[start]
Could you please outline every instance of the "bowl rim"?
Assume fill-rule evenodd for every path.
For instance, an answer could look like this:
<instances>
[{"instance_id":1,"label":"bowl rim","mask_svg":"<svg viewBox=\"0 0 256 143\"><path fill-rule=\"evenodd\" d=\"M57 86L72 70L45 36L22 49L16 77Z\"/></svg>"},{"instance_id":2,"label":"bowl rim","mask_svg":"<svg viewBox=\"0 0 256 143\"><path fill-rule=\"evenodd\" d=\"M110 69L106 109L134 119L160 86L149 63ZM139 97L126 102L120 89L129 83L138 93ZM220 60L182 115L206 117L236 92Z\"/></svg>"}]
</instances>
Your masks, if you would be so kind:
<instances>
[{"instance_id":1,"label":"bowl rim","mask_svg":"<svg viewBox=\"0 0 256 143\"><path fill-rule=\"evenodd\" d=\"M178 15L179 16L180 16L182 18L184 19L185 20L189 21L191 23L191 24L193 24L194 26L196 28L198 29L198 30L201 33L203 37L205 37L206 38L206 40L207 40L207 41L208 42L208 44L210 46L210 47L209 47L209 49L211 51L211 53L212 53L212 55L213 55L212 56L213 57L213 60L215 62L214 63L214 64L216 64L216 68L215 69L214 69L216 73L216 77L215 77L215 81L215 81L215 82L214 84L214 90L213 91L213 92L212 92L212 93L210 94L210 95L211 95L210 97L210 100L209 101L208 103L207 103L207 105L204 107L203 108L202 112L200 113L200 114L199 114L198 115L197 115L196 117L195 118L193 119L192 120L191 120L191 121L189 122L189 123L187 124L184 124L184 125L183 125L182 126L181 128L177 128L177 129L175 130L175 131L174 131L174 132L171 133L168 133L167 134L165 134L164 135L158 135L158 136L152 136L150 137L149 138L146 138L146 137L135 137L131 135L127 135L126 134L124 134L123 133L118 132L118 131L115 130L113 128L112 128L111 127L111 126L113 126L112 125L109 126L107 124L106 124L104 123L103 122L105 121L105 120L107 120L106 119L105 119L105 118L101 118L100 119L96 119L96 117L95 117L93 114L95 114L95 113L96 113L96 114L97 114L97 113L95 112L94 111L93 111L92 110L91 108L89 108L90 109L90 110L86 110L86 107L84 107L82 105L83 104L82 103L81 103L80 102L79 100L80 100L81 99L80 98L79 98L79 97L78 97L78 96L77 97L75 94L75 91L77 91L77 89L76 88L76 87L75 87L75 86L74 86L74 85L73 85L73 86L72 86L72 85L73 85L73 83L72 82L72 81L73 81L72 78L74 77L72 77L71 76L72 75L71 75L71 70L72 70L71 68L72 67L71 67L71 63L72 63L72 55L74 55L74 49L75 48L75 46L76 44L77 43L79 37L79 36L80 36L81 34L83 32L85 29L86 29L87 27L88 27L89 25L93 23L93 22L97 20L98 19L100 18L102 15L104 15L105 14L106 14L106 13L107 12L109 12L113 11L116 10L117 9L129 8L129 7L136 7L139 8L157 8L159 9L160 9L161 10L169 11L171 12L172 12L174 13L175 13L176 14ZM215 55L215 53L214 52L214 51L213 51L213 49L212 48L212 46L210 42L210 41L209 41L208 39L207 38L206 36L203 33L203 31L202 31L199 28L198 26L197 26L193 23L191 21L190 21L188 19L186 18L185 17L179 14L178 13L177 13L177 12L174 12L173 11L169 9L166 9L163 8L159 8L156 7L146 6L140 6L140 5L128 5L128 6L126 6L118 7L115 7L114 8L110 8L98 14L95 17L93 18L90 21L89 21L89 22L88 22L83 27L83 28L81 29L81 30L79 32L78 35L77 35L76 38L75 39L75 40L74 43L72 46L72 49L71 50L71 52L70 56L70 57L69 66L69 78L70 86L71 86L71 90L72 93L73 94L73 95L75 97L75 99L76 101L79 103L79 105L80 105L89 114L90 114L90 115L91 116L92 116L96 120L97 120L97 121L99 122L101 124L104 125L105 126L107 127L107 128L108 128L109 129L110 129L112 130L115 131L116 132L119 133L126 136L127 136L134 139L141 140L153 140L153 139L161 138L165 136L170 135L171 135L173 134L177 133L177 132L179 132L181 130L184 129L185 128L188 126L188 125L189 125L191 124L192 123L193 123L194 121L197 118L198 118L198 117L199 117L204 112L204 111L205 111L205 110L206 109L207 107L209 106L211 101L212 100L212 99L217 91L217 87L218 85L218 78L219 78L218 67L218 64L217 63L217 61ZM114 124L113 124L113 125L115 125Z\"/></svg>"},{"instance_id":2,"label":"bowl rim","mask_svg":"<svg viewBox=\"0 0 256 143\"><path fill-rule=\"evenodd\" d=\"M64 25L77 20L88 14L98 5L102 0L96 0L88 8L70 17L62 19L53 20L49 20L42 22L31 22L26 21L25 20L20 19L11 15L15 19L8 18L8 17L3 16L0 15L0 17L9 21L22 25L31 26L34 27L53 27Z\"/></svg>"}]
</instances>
[end]
- _Written exercise_
Quote the records word for word, beginning at the first line and stopping after the line that contains "86L72 70L45 36L22".

- _The solution_
Could you please outline every instance of the "bowl rim"?
Assume fill-rule evenodd for every path.
For instance, an answer could look like this:
<instances>
[{"instance_id":1,"label":"bowl rim","mask_svg":"<svg viewBox=\"0 0 256 143\"><path fill-rule=\"evenodd\" d=\"M57 86L72 70L45 36L22 49L16 77Z\"/></svg>"},{"instance_id":2,"label":"bowl rim","mask_svg":"<svg viewBox=\"0 0 256 143\"><path fill-rule=\"evenodd\" d=\"M110 69L106 109L134 119L160 86L149 63ZM139 97L126 102L120 89L129 83L138 93ZM220 60L182 115L206 117L236 92Z\"/></svg>"}]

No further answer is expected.